About this task:
Answer these from the AI inference page:
(a) Under what path do apps call the inference gateway?
(b) In the example table, what is the summarize-deep alias bound to?
(c) Where does each provider's credential live?

AI inference
Concept
Apps that use AI features call Greenlight’s inference gateway under /ai/*, not a model vendor directly. The platform routes the call to the configured provider, applies the org’s model aliases, enforces budget controls, and writes every prompt and response to the audit log.
This is the same pattern as the data broker, applied to model APIs: the app never holds a model vendor’s API key, and IT controls which models are available and how they’re billed.
Why a gateway
Model APIs have the same problems as any other upstream credential: the keys end up in code, the bills become opaque, and the audit trail lives in whatever the vendor’s console gives you. A gateway puts all four problems behind one surface — the app doesn’t see the key, IT sees one bill, the audit trail is in the same audit log as everything else, and the org can swap providers without app changes.
The gateway also makes it possible to enforce things vendor APIs don’t: per-app rate limits, per-model budgets, prompt-pattern policies, and a kill switch for runaway loops.
Model aliases
Apps don’t call models by vendor name. They call models by alias — a logical name the organization defines and binds to a specific provider/model combination.
| Alias | Bound to (example) |
|---|---|
summarize-fast | Claude Haiku in dev, GPT-4o-mini in prod |
summarize-deep | Claude Sonnet 4.6 |
embedding-default | OpenAI text-embedding-3-small |
classifier | Anthropic Haiku 4.5 |
The mapping lives in the dashboard. Changing the binding doesn’t change a line of app code. Switching from OpenAI to Anthropic for the summarize-fast alias is a row update; apps consuming it pick up the new model on their next request.
Providers
Greenlight’s inference gateway routes to whichever providers IT enables for the organization. Common providers:
- Azure AI Foundry (the default target for Azure installs)
- OpenAI direct
- Anthropic direct
- Amazon Bedrock
- On-prem LiteLLM or vLLM endpoints
Each provider’s credential lives in Key Vault. The gateway swaps the credential in at request time, just like the data broker does for HTTP integrations.

(Stored data entries)
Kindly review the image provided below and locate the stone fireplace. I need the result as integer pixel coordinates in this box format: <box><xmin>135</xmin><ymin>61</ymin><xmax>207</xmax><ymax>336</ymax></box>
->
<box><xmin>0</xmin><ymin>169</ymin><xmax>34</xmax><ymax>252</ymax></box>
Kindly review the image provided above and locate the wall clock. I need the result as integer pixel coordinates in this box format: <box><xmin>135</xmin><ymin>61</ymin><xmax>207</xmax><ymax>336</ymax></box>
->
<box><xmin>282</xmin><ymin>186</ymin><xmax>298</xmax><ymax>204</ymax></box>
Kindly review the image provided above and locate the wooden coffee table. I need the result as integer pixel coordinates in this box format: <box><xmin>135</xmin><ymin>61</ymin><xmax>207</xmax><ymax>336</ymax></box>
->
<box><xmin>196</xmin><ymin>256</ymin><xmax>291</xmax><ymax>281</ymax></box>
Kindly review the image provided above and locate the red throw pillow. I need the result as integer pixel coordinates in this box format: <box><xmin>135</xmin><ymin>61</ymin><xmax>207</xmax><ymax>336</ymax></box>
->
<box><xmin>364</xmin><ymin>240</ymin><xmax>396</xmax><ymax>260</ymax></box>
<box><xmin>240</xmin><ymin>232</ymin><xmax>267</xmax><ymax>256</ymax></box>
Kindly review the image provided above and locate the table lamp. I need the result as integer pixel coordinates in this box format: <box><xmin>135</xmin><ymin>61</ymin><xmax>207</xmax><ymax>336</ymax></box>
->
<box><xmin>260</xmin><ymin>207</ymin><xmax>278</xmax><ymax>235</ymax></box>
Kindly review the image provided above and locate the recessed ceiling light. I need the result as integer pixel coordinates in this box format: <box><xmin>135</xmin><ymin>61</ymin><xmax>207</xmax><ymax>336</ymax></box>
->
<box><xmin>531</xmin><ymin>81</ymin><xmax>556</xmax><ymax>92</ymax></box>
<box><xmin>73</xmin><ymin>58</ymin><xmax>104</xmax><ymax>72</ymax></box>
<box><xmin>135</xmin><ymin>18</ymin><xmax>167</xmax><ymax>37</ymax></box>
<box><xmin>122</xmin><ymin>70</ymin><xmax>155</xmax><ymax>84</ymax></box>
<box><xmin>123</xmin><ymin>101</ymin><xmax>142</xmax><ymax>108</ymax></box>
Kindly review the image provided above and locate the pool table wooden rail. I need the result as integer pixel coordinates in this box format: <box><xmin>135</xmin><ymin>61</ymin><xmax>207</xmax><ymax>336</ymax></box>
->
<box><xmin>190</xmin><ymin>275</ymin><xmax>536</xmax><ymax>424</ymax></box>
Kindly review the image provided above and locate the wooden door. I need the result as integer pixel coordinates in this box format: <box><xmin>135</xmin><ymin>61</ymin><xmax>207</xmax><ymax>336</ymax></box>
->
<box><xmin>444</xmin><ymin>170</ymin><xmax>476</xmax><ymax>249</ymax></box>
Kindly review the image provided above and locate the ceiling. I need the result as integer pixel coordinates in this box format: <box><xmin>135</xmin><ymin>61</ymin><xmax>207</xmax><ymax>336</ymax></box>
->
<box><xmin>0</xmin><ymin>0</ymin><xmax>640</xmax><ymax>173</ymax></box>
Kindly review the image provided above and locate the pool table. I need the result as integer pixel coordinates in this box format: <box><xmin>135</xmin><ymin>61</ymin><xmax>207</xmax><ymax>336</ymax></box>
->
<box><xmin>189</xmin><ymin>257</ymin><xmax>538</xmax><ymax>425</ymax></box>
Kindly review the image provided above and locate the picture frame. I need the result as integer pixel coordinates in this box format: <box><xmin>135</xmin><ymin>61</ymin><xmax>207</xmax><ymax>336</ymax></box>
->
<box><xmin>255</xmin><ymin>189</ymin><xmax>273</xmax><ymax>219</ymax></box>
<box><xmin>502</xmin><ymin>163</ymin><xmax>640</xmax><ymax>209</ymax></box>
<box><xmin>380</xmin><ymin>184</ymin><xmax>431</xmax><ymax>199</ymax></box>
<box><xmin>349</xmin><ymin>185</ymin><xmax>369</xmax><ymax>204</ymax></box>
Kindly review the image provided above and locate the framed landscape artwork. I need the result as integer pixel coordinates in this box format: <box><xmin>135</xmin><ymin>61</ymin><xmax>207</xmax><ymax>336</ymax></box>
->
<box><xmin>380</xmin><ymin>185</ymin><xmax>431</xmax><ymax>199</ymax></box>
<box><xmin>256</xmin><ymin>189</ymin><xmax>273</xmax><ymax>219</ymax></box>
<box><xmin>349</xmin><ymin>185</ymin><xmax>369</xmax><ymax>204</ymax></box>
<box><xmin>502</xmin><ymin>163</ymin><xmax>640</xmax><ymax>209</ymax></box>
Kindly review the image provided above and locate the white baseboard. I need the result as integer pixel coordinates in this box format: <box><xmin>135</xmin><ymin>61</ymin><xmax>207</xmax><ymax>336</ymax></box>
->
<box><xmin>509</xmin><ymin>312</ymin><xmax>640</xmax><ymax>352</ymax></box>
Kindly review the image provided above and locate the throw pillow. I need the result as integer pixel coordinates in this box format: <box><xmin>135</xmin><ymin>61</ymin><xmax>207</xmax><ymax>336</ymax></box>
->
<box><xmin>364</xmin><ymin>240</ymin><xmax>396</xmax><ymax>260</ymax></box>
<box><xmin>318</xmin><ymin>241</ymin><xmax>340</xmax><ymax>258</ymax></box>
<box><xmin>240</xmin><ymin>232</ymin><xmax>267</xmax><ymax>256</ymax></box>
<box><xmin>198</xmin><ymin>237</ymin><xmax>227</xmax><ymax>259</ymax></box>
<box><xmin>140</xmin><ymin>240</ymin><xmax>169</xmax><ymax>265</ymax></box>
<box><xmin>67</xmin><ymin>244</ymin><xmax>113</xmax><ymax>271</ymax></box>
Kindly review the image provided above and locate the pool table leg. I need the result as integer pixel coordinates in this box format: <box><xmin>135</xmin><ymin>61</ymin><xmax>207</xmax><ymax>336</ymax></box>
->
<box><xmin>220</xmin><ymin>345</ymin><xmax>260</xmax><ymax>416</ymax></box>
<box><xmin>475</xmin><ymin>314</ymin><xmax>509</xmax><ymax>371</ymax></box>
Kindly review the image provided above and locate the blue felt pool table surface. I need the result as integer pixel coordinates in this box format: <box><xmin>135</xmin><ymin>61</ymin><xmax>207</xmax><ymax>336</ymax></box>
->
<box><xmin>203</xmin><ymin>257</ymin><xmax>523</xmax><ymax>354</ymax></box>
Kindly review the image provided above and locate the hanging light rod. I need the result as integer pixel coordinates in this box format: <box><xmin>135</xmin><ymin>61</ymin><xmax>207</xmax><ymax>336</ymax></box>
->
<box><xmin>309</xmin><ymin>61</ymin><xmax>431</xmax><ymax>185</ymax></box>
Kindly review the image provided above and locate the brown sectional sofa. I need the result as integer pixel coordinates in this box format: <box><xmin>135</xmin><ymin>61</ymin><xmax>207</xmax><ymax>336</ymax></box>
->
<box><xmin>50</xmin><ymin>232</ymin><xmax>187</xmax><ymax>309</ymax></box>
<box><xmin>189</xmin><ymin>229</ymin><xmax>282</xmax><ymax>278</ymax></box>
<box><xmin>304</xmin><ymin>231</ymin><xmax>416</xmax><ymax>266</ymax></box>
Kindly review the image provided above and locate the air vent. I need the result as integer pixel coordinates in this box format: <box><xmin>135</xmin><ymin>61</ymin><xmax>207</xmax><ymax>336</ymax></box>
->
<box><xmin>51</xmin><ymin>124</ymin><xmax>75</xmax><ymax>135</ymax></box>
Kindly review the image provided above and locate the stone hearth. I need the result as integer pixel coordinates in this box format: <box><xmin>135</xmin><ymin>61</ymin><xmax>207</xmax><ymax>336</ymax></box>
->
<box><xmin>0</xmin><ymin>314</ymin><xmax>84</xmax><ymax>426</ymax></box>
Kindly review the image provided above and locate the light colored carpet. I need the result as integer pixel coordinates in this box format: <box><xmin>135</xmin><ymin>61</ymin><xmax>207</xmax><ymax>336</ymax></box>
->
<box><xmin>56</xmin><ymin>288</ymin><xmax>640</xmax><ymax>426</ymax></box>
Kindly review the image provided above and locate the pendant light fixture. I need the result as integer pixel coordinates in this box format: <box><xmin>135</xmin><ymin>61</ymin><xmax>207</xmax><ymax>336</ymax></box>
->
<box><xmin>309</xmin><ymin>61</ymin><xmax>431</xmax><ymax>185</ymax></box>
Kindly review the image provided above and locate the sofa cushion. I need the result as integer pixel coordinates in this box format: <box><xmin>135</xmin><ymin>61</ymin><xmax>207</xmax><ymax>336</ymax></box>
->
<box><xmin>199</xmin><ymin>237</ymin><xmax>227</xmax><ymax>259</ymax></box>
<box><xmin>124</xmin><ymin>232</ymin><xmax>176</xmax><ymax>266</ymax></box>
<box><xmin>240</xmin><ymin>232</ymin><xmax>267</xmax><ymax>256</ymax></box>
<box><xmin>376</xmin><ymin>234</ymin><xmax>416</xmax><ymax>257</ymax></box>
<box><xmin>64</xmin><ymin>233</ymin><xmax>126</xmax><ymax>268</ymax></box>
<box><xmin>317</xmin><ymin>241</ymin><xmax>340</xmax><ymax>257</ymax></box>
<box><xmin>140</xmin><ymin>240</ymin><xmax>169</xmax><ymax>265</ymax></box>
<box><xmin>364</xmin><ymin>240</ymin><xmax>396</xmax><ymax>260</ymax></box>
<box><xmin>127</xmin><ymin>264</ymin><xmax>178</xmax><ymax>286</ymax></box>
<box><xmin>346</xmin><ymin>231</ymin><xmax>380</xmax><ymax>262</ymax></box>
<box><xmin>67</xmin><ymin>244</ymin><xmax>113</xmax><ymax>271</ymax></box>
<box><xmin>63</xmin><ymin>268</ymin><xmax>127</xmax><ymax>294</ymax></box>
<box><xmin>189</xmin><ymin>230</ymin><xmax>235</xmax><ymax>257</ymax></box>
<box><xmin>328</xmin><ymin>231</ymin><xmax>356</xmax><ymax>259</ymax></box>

The answer:
(a) /ai/*
(b) Claude Sonnet 4.6
(c) In Key Vault